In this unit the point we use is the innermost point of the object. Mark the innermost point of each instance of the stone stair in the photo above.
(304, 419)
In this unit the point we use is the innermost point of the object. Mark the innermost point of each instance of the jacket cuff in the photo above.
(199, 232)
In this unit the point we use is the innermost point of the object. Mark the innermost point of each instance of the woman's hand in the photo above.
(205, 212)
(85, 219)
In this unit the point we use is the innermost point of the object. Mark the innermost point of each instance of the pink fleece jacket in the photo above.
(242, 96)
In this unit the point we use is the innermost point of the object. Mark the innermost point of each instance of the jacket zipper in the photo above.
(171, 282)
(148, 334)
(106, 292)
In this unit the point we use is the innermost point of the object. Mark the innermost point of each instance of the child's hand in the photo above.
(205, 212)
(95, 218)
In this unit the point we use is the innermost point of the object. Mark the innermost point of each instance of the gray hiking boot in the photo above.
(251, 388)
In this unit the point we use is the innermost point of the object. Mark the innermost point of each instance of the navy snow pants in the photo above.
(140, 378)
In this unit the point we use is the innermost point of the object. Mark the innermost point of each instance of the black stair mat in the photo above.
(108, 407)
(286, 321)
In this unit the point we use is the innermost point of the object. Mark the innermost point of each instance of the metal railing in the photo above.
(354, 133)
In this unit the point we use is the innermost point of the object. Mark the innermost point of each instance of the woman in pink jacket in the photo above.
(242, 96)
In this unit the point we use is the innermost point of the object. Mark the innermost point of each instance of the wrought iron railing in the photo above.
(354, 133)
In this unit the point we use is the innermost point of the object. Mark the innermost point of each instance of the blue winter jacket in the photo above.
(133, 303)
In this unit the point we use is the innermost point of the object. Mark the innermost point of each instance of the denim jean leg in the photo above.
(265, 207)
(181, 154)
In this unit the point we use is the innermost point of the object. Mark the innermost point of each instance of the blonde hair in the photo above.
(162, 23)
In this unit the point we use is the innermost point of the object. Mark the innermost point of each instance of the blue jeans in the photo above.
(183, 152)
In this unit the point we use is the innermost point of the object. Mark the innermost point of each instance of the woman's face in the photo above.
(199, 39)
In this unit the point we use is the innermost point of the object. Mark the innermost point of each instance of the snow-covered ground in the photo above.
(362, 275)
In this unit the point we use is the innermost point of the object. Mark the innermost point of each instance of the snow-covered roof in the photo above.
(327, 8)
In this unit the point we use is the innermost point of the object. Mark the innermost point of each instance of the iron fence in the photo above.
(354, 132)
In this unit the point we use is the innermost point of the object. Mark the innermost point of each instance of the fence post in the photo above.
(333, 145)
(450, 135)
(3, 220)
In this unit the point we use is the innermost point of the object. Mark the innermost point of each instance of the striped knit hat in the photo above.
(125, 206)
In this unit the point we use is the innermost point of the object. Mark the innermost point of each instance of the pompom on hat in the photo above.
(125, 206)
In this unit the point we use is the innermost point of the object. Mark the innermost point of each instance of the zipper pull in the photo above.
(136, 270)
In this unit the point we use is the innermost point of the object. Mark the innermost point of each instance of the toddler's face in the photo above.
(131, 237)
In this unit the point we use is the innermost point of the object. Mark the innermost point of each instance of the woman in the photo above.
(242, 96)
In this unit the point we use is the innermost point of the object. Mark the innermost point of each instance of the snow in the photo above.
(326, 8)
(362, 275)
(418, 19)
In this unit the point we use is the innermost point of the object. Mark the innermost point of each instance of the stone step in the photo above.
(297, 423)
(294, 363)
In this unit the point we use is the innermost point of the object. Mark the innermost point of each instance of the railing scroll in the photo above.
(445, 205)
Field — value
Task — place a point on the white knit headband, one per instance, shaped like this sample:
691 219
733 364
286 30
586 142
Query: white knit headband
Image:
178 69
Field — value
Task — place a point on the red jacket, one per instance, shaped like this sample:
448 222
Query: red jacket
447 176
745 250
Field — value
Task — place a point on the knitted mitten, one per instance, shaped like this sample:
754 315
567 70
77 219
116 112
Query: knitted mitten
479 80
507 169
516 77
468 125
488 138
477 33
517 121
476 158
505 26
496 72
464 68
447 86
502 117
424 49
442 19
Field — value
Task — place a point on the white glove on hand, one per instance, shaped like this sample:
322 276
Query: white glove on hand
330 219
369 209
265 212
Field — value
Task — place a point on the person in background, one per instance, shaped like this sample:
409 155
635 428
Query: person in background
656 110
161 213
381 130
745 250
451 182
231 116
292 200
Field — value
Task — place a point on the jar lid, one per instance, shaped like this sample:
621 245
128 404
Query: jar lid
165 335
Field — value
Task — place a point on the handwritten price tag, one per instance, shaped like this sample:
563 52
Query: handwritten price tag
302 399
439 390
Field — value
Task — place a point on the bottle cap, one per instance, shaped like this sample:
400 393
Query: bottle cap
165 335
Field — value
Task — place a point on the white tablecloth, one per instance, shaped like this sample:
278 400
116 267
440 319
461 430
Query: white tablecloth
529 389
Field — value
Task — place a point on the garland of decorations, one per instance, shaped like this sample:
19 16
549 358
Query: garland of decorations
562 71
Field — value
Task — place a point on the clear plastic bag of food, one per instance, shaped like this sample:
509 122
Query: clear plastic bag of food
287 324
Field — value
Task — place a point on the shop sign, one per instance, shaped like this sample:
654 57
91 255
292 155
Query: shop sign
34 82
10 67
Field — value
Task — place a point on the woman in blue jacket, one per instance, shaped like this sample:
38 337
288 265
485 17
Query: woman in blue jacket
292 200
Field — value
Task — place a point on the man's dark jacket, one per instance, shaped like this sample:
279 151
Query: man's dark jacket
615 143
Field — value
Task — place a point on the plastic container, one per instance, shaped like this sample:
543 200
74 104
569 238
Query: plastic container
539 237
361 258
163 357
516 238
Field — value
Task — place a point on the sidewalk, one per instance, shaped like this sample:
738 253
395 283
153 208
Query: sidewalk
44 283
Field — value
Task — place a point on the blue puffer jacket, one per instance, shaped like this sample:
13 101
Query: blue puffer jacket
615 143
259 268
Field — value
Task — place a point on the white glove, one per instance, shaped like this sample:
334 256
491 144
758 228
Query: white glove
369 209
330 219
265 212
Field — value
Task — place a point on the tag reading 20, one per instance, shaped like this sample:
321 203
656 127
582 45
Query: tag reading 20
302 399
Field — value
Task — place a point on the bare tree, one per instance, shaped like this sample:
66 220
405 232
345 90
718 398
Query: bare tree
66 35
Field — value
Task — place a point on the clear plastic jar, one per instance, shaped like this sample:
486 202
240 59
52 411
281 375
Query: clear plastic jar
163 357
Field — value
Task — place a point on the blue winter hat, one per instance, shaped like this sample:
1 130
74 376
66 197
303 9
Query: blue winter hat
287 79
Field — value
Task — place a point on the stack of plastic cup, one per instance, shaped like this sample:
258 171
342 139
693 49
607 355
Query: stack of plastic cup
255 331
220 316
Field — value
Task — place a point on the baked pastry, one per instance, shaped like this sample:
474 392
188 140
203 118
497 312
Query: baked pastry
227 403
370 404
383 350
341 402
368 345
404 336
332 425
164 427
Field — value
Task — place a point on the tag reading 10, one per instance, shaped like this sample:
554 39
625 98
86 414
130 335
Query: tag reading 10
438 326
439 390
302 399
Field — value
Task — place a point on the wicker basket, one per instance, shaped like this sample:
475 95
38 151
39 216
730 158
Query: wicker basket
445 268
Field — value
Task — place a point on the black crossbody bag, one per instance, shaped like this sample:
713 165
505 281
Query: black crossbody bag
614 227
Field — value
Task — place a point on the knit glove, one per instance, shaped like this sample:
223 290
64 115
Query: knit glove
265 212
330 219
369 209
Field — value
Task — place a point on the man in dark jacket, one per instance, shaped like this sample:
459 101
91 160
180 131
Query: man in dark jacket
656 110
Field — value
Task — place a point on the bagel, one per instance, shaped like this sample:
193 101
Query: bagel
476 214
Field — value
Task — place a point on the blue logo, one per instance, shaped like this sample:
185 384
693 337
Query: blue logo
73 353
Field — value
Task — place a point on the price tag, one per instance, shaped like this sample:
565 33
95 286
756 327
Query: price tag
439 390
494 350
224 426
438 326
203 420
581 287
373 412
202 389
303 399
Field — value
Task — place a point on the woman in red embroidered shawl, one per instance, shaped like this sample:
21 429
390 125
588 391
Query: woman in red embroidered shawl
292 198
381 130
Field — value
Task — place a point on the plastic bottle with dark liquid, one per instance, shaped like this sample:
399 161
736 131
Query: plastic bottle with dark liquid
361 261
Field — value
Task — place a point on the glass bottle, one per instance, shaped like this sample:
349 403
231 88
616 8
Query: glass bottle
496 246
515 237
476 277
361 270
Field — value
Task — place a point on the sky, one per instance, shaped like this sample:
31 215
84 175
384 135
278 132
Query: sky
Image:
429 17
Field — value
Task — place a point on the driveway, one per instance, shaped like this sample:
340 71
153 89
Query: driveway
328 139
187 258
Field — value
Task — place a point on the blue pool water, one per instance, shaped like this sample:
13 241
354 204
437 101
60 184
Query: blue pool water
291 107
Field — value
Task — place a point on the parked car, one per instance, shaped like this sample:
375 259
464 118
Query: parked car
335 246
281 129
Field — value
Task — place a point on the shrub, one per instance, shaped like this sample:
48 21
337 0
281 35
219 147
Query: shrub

Instructions for the task:
Please copy each line of the records above in which the word "headband" can be found.

Completed task:
Task — place a point on the white knit headband, one per instance, shaped like this sample:
Query: white knit headband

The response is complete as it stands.